*** TEXT SECTION Section Begins ***
Researchers reveal key mechanism of natural killer cell dysfunction

A team has revealed the key mechanism of the loss of membrane protrusions on intratumoral natural killer (NK) cells, which impairs their ability to recognize and kill tumor cells, providing a new strategy for NK cell-based immunotherapy. This work was published in Nature Immunology.

The research was led by Prof. Wei Haiming, Prof. Zheng Xiaohu and Prof. Tian Zhigang from the University of Science and Technology (USTC) of the Chinese Academy of Sciences, collaborating with Prof. Huang Guangming's team from USTC and Director Ye Ben's team from the First Affiliated Hospital of Anhui Medical University.

NK cells play a crucial role in immunotherapy. However, NK cells' ability to kill tumor cells is severely compromised in the tumor microenvironment and most advanced-stage tumors can evade the immune attack of NK cells. In order to restore the function of the intratumoral NK cells, it is important to understand the mechanism of their impairments.

In this study, the researchers used both transmission electron microscopy (TEM) and scanning electron microscopy (SEM) to clearly observe the distinct difference in surface topology of NK cells' membranes in normal and tumor microenvironment. The membrane surfaces of normal NK cells have abundant protrusions, while the membrane surfaces of intratumoral NK cells are abnormally smooth, displaying very few protrusions.

Further research revealed that normal NK cells use membrane protrusions to recognize and form immunological synapses with tumor cells, through which the NK cells release granzyme to lyse tumor cells. With the loss of membrane protrusions, intratumoral NK cells from patients with advanced-stage cancer are unable to recognize and form contact with tumor cells, thereby lose the ability to kill tumor cells.

The researchers developed a single-immunocyte mass spectrometry (MS) technology, which can detect the changes in the chemical components of intratumoral NK cell membranes, mainly the decrease in sphingomyelin (SM), confirming that the dysregulated serine metabolism in tumors is the main cause of the decrease in SM.

Sphingomyelinase inhibitor can significantly increase the SM in intratumoral NK cell membranes, which can restore protrusion formation and improve NK cells' ability to recognize and kill tumor cells. Targeting sphingomyelinase demonstrates powerful synergistic antitumor efficacy when combined with immune checkpoint-targeted therapy.

This study revealed the key mechanism of NK cells dysfunction and immune evasion from the perspective of membrane topology, providing a new strategy for NK cell-based tumor immunotherapy.
*** TEXT SECTION Section Ends ***
*** GIVEN INFORMATION Section Begins ***
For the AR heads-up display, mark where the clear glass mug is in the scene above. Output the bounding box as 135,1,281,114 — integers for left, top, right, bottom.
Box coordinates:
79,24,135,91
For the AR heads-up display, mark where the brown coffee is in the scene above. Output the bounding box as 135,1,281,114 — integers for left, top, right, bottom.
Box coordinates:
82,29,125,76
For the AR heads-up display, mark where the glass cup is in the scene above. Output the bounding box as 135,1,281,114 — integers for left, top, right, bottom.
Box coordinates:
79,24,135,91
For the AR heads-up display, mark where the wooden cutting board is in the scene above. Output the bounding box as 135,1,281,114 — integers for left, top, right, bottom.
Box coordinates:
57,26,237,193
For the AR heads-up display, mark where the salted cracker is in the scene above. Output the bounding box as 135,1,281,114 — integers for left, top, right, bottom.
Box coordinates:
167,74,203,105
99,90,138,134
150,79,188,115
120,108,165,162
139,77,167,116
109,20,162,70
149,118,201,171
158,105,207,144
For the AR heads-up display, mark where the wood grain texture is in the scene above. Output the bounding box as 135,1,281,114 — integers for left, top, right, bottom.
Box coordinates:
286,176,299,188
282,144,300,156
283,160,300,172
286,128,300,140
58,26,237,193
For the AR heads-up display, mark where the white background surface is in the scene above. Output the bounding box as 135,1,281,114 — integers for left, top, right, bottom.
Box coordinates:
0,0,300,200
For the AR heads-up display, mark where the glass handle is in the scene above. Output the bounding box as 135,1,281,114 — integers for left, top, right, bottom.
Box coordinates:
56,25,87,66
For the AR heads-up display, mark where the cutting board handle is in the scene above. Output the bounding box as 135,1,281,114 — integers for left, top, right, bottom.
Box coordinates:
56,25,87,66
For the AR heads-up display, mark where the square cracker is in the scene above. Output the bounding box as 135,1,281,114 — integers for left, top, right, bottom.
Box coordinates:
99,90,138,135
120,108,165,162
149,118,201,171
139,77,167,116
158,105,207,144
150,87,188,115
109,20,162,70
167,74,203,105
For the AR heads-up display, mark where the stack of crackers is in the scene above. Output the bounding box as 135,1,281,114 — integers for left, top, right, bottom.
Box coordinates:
*** GIVEN INFORMATION Section Ends ***
Name every person mentioned in the article on natural killer cell dysfunction.

Prof. Wei Haiming, Prof. Zheng Xiaohu, Prof. Tian Zhigang, Prof. Huang Guangming, Director Ye Ben